Point labeling data based on photos

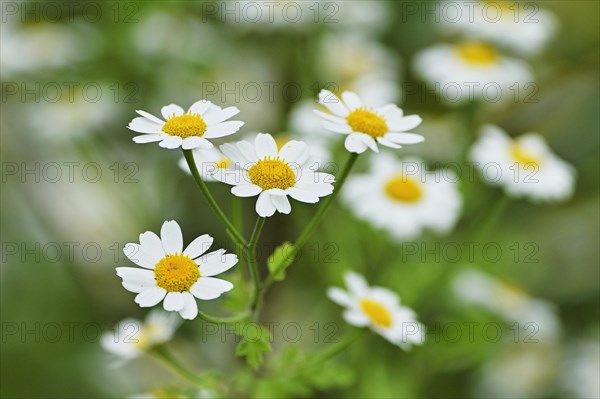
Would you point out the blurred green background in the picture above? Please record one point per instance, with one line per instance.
(75, 189)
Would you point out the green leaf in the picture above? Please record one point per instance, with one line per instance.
(255, 341)
(280, 259)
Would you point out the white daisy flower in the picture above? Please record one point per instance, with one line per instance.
(174, 274)
(379, 309)
(403, 198)
(471, 71)
(522, 28)
(208, 162)
(367, 126)
(187, 130)
(524, 167)
(509, 301)
(273, 174)
(133, 337)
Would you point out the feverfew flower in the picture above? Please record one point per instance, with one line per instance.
(187, 130)
(403, 198)
(524, 167)
(273, 174)
(379, 309)
(208, 162)
(471, 71)
(524, 28)
(174, 274)
(366, 126)
(133, 337)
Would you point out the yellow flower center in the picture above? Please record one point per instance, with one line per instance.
(176, 273)
(272, 173)
(523, 157)
(185, 125)
(404, 189)
(477, 53)
(366, 121)
(378, 313)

__Your instructions__:
Quote every line of the records above word for word, omitting the pictures.

__Response for this exercise__:
Would you point out the blurred green background in the picture above? Please record one point per instance, with one line per instance.
(75, 189)
Would you point out the green leaf in the picture above? Please record one point per instance, with one line per instance.
(255, 341)
(280, 259)
Would you point out the white daisy flower in the picture above? Please record one point per instance, with one line per instance.
(174, 274)
(379, 309)
(403, 198)
(471, 71)
(522, 28)
(208, 162)
(367, 126)
(187, 130)
(524, 167)
(509, 301)
(273, 174)
(133, 337)
Would you point out the feverfew flower in the picture above? Please record one point per instance, with one line per instance.
(187, 130)
(403, 198)
(524, 167)
(273, 174)
(379, 309)
(208, 162)
(471, 71)
(524, 28)
(174, 274)
(366, 126)
(133, 337)
Would you point out the yellow flower center in the picture above? Please record one point per instance, with one line per instance.
(176, 273)
(272, 173)
(523, 157)
(185, 125)
(404, 189)
(477, 53)
(366, 121)
(378, 313)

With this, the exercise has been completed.